ABOUT THIS EXERCISE: Summarize the article on Argentina's decision not to join BRICS in two sentences.

SOURCE PASSAGE:
- - - - - - -

Argentina's decision not to join BRICS perplexing: former ambassador
Published: Jan 05, 2024 10:11 PM
Argentine Ambassador to China Sabino Vaca Narvaja Photo: Courtesy of Argentine Embassy in Beijing

Former Argentine Ambassador to China Sabino Vaca Narvaja File Photo: Courtesy of Argentine Embassy in Beijing

"The new government, with a clear bias and ideological perspective, will cause serious harm to Argentina's economy," said former Argentine ambassador to China Sabino Vaca Narvaja in an exclusive interview with the Global Times on Thursday.

He criticized the decision of Javier Milei, Argentina's newly elected president, not to join the BRICS (Brazil, Russia, India, China, and South Africa) framework and emphasized the importance of the New Development Bank established by BRICS countries for Argentina in building a new financial system based on production and development. He found the Milei government's decision "puzzling." In addition, this decision also offends important partner countries that strongly supported Argentina's BRICS membership, damaging Argentina's national interests, he said.

In August 2023, the BRICS summit in South Africa undertook a historic expansion, welcoming six new members: Saudi Arabia, Iran, the United Arab Emirates, Ethiopia, Egypt, and Argentina. The membership was originally scheduled to take effect from January 1, 2024.

However, on December 30, 2023, Milei announced that Argentina would not join the BRICS.

According to media reports, Milei has sent a letter to the leaders of the BRICS nations, stating that the current timing for Argentina to join the organization is "inappropriate." Analysts said that the purpose behind the Milei's government's decision is to seek financing from the US through the IMF or private investors.

Milei's decision came at a time when Argentina is facing a deepening economic crisis, and it has sparked criticism from numerous professionals in economic and diplomatic sectors within Argentina. Narvaja is among the critics.

Narvaja served as Argentine ambassador to China during the presidency of Alberto Fernandez, a left-leaning government that actively sought membership of the BRICS for Argentina. The Fernandez government believed that joining the BRICS would present a significant opportunity for Argentina to enter emerging markets.

- - - - - - -

DATA UNDER STUDY:

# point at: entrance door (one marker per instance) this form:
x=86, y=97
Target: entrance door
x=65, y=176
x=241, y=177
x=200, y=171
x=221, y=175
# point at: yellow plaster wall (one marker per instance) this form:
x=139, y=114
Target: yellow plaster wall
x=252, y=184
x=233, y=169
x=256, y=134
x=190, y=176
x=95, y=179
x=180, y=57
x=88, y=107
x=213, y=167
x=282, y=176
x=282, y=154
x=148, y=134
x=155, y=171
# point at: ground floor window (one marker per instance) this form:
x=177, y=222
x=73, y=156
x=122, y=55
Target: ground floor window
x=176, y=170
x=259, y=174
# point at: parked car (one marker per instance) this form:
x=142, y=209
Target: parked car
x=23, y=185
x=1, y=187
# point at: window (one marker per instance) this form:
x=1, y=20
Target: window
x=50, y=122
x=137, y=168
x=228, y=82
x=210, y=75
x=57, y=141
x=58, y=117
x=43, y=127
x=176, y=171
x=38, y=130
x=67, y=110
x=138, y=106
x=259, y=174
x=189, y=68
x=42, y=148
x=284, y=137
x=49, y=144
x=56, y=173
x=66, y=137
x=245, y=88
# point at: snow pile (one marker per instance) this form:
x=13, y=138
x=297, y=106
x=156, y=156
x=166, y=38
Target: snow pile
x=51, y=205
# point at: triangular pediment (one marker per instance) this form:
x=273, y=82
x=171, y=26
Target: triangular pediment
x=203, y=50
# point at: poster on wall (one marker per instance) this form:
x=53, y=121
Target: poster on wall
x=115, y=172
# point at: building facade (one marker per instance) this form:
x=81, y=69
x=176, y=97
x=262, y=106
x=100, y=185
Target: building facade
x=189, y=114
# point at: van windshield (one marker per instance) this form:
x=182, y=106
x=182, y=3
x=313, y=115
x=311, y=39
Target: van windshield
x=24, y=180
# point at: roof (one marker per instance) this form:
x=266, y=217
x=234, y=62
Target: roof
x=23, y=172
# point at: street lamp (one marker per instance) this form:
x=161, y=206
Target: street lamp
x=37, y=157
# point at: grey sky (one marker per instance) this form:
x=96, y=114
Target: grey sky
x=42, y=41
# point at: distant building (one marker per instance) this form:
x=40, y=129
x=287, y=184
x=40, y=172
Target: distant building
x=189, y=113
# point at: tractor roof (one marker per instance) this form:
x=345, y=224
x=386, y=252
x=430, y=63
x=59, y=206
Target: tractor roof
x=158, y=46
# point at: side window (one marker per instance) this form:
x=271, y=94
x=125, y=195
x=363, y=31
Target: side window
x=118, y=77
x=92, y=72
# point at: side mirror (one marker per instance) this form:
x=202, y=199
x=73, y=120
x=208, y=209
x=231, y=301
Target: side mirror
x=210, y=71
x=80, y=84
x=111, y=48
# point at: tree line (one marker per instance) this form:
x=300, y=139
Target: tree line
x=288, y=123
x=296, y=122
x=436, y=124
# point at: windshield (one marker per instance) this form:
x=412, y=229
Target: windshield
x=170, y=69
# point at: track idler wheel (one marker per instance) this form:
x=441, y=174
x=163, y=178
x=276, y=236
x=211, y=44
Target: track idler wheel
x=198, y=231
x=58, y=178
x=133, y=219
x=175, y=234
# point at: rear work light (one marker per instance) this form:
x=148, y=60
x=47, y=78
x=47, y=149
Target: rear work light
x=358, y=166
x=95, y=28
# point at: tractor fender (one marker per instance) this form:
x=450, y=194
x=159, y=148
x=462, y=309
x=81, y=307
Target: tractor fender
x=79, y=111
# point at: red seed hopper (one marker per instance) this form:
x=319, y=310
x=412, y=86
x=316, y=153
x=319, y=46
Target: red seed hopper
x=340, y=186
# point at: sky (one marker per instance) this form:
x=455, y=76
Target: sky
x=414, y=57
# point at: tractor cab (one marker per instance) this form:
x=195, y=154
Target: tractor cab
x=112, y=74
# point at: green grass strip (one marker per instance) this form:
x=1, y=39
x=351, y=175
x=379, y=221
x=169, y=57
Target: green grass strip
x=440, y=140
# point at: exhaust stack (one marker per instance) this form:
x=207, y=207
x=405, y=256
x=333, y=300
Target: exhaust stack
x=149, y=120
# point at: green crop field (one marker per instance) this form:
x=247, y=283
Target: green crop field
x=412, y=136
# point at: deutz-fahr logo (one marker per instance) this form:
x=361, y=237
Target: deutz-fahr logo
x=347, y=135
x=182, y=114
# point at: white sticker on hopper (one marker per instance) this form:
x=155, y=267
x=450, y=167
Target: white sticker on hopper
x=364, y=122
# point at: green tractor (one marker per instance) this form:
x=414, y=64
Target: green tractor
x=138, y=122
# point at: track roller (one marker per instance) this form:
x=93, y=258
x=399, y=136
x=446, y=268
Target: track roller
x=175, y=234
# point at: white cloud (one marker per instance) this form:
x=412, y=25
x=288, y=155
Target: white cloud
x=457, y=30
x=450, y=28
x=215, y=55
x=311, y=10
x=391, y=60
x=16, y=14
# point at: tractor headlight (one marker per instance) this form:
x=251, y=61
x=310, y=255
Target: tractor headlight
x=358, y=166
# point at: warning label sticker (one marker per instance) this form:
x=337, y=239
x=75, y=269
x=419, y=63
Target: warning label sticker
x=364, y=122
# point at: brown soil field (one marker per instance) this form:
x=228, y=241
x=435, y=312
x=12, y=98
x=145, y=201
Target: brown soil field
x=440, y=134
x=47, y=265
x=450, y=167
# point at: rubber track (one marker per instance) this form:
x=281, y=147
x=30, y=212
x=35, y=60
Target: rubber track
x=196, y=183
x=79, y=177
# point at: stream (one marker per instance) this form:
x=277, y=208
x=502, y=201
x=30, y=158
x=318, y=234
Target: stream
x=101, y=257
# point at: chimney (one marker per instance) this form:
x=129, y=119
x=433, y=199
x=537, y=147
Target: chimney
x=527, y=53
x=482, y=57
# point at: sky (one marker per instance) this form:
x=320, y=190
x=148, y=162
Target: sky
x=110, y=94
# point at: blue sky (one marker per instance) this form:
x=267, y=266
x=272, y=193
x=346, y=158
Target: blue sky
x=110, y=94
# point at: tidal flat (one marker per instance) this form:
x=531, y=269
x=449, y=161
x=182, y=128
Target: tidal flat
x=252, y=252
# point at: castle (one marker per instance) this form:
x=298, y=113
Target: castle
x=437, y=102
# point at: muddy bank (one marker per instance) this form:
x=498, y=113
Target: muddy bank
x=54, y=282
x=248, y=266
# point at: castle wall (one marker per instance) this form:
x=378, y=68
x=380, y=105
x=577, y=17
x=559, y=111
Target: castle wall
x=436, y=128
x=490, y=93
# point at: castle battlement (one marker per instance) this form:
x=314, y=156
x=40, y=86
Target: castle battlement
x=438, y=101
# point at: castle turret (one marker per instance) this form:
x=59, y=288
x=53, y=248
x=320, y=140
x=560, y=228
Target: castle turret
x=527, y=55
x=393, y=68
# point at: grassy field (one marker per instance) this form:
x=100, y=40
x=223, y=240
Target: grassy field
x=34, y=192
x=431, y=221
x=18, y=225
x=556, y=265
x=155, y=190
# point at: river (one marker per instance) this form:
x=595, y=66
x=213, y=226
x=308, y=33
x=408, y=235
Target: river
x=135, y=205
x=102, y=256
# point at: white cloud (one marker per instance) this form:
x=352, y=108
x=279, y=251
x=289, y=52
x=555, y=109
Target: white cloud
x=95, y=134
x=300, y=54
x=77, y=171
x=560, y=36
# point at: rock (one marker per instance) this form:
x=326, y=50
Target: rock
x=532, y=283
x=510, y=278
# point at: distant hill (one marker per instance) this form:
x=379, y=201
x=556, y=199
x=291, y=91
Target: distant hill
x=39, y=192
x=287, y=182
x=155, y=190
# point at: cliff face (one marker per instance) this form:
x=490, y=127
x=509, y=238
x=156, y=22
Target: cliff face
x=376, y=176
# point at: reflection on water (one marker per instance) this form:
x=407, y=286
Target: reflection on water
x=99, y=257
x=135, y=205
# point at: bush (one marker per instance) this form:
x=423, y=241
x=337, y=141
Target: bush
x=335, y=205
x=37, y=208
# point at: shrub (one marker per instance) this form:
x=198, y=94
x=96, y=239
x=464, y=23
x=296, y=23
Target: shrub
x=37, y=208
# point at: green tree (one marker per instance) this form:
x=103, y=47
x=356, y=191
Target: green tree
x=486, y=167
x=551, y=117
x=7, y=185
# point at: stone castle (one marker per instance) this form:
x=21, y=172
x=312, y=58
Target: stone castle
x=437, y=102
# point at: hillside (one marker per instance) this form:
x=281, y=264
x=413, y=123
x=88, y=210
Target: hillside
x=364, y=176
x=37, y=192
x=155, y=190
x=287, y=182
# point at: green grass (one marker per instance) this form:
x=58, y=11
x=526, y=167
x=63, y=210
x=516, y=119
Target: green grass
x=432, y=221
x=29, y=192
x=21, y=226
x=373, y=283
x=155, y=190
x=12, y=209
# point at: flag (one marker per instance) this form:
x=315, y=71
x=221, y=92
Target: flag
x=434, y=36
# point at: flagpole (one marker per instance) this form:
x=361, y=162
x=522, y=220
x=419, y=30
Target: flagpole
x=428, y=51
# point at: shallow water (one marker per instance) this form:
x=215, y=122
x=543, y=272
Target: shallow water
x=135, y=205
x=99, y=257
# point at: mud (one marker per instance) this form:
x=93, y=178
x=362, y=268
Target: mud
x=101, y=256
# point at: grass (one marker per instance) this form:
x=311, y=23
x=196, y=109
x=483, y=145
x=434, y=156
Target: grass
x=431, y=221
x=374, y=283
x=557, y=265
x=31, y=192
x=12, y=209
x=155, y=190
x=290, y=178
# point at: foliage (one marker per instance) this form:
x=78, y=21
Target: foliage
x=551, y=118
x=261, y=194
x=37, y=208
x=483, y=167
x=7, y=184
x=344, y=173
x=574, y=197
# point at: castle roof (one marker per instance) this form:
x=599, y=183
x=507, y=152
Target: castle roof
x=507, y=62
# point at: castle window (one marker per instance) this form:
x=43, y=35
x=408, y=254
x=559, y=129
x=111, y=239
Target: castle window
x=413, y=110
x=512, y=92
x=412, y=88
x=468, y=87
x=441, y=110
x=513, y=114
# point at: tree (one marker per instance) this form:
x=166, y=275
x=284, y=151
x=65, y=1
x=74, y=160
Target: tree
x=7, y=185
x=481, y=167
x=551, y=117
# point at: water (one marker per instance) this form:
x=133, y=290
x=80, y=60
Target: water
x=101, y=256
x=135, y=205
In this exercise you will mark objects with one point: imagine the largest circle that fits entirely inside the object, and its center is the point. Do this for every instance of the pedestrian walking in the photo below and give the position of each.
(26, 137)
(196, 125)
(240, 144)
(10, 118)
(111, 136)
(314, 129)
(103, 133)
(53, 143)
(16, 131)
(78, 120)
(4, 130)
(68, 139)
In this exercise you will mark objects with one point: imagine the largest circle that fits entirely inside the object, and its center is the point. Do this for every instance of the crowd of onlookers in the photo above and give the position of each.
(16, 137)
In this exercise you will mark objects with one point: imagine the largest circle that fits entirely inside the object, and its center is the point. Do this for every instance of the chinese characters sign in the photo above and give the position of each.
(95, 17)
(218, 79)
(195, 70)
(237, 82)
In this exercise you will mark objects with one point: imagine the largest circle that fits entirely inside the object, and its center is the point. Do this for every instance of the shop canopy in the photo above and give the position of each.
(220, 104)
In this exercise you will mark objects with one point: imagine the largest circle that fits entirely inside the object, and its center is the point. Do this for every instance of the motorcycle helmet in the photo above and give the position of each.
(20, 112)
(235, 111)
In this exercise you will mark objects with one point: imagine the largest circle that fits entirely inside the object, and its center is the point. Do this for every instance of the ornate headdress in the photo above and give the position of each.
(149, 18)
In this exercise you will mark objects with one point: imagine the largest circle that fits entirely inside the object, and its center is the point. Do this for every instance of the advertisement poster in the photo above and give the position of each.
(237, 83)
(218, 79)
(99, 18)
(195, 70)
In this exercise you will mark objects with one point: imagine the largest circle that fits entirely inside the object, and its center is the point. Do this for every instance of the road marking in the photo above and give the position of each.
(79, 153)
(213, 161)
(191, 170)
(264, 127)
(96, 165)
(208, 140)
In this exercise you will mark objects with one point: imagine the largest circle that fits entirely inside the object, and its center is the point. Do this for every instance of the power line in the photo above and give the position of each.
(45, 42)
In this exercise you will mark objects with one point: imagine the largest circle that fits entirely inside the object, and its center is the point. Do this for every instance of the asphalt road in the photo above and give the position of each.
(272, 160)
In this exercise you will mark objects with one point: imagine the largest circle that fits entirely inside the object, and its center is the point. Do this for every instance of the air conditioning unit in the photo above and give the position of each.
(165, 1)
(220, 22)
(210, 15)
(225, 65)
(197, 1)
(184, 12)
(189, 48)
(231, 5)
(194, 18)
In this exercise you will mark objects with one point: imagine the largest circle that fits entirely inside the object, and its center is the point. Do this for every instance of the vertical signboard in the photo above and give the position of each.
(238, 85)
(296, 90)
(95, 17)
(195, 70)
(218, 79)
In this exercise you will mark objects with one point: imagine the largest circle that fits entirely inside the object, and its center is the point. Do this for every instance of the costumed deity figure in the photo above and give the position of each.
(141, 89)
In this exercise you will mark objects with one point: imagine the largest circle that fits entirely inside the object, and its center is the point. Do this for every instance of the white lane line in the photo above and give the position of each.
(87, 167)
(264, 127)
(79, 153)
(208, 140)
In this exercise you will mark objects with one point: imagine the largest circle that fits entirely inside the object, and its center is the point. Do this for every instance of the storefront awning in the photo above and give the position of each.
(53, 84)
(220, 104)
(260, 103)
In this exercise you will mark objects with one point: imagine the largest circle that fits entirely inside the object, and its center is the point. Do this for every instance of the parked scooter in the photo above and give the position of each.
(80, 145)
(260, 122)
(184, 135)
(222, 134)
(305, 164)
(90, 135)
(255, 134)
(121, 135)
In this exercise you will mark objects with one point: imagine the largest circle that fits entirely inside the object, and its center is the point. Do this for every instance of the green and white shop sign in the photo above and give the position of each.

- - - - - - -

RESPONSE BELOW: Former Argentine ambassador to China Sabino Vaca Narvaja warned that the new government would seriously harm Argentina's economy, and he called President Javier Milei's decision not to join BRICS puzzling, saying it offends partner countries that backed Argentina's membership and damages its national interests. Argentina was one of six new members welcomed at the August 2023 BRICS summit, with membership set to take effect on January 1, 2024, but Milei announced on December 30, 2023, that it would not join, a decision that drew criticism from many economic and diplomatic professionals in Argentina amid a deepening economic crisis.